The title alone will draw readers into Obeyesekere’s extremely engaging and satirically tinged post-structuralist deconstruction of ethnographic, historical, and seafarer narratives that create a portrait of the “Other” as Savage. He builds upon Peter Hulme’s distinction between anthropophagy (the sacrificial ritual eating of humans in highly prescribed circumstances) and cannibalism (the European mythology of glassy-eyed primitives who eat enemies and kin without distinction and fatten up tasty little children for special occasions). Cannibal Talk is essentially a collection of the author’s previously published essays and lectures on this topic focusing on Fiji and New Zealand and includes a newly written introduction and conclusion.

§ Task A
Answer these questions about the passage on Cannibal Talk:
(i) Whose distinction between anthropophagy and cannibalism does Obeyesekere build upon?
(ii) Which two places do the collected essays and lectures focus on?
(iii) What newly written material does the book include?
The passage and the entries come from separate, unrelated sources.

§ Records supplied

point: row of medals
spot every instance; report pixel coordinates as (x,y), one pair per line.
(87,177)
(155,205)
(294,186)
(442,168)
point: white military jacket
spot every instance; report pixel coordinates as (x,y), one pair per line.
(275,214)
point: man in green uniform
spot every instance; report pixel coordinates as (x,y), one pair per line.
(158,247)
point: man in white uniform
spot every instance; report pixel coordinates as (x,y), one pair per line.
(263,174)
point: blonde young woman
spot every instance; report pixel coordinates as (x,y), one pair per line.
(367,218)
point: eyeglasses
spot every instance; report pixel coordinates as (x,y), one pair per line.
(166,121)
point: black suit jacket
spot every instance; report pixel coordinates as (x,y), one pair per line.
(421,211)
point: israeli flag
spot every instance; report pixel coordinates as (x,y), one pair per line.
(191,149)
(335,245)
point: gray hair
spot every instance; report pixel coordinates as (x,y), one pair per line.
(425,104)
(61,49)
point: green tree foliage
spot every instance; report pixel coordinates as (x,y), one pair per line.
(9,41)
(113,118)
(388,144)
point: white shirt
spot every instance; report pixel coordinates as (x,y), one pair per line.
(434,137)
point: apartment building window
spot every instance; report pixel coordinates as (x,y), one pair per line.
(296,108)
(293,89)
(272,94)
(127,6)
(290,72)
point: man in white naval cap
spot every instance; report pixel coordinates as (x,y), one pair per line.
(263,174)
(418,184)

§ Task B
Echo everything in the entries from the line containing "point: black suit jacket" down to the final line of the entries, including both of those lines and nothing else.

§ Exercise result A
(i) Peter Hulme's.
(ii) Fiji and New Zealand.
(iii) A newly written introduction and conclusion.

§ Exercise result B
point: black suit jacket
spot every instance; report pixel coordinates as (x,y), one pair per line.
(421,211)
point: israeli flag
spot every instance; report pixel coordinates as (x,y), one pair per line.
(191,149)
(335,245)
point: gray hair
spot every instance; report pixel coordinates as (x,y), one pair per line.
(425,104)
(61,49)
point: green tree foliage
spot every instance; report pixel coordinates as (x,y), one pair per line.
(9,41)
(113,118)
(388,144)
point: white shirt
spot every instance; report pixel coordinates as (x,y), one pair per line.
(434,137)
point: apartment building window
spot every instance; report pixel coordinates as (x,y), one pair per line.
(296,108)
(293,89)
(272,94)
(127,6)
(290,72)
point: man in white naval cap
spot every instance; report pixel coordinates as (x,y), one pair per line.
(263,174)
(418,184)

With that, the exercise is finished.